_AIM OF THE EXERCISE_:
Rewrite the records below in full, substituting "paved road" for "asphalt road" and leaving everything else unchanged.

(A block of data)
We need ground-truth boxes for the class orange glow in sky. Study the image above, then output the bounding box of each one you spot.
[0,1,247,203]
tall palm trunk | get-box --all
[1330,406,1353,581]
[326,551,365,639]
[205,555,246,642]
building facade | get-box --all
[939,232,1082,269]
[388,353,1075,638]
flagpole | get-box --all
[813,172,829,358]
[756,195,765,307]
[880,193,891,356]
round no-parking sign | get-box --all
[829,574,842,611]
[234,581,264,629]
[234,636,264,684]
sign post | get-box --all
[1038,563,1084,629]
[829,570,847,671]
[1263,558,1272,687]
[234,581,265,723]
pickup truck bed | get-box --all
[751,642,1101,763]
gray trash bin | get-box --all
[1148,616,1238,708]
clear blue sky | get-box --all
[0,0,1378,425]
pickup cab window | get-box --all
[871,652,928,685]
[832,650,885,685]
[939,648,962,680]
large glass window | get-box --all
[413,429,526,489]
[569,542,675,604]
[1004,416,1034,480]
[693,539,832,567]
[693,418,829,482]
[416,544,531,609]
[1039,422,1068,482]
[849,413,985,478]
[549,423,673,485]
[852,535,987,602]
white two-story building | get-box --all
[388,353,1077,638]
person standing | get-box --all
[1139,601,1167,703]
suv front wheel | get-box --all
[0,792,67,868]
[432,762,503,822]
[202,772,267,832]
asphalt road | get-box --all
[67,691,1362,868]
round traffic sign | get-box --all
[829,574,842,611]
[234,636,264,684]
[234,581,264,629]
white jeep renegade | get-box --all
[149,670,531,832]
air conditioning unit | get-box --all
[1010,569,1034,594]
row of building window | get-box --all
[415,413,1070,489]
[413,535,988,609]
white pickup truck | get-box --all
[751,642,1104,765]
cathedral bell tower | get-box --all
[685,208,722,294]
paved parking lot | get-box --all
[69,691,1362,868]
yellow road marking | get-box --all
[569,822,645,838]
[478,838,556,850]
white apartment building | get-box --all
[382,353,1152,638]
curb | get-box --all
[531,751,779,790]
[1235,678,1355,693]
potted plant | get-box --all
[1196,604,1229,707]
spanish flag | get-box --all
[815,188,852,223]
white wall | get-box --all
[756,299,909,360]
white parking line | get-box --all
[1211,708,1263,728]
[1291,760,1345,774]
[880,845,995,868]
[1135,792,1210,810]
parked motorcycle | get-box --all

_EXERCISE ANSWER_:
We need ground-truth boxes for the class orange glow in sky. Study the image above, then output the bounding box of each one you spot.
[0,1,247,203]
tall palm trunk | get-box --all
[1330,406,1353,581]
[326,551,365,639]
[205,555,246,642]
building facade | get-box --all
[939,232,1082,269]
[388,353,1075,638]
flagpole | get-box --all
[813,172,829,358]
[756,195,765,307]
[880,193,891,356]
round no-parking sign | get-box --all
[829,574,842,611]
[234,581,264,629]
[234,636,264,684]
sign post | get-box --all
[1038,563,1084,629]
[829,570,847,671]
[1263,558,1272,687]
[234,581,265,723]
pickup truck bed | get-box --all
[751,642,1101,763]
gray trash bin | get-box --all
[1148,616,1238,708]
clear blue sky | get-box --all
[0,0,1378,425]
pickup cab window | get-box --all
[871,652,928,685]
[832,650,885,685]
[939,648,962,680]
large glass window | get-box --all
[413,429,526,489]
[569,542,675,604]
[1004,416,1034,480]
[693,539,832,567]
[693,418,829,482]
[416,544,531,609]
[1039,422,1068,482]
[849,413,985,478]
[549,423,673,485]
[852,535,987,602]
white two-story building | get-box --all
[388,353,1077,638]
person standing | get-box --all
[1139,601,1167,703]
suv front wheel | get-box --all
[0,792,67,868]
[432,762,503,822]
[202,772,267,832]
paved road | get-box --all
[67,691,1362,868]
round traffic sign | get-box --all
[829,574,842,611]
[234,636,264,684]
[234,581,264,629]
white jeep renegade | get-box --all
[149,670,531,832]
air conditioning unit | get-box --all
[1010,569,1034,594]
row of building window | get-box --all
[415,413,1070,489]
[413,535,988,609]
white pickup truck | get-box --all
[751,642,1104,765]
cathedral bell tower | get-box --all
[685,208,722,294]
paved parking lot | get-box --all
[69,691,1362,868]
yellow road marking | get-box --all
[569,822,645,838]
[478,838,556,850]
white apartment building | get-box --all
[382,353,1152,638]
curb | get-box --all
[531,751,779,790]
[1235,678,1355,693]
potted plant | get-box --all
[1196,604,1229,707]
spanish flag | get-box --all
[815,188,852,223]
white wall | get-box --all
[756,299,909,360]
white parking line | get-box --all
[1211,708,1263,728]
[1291,760,1345,774]
[880,845,995,868]
[1135,792,1210,810]
parked motorcycle | get-box --all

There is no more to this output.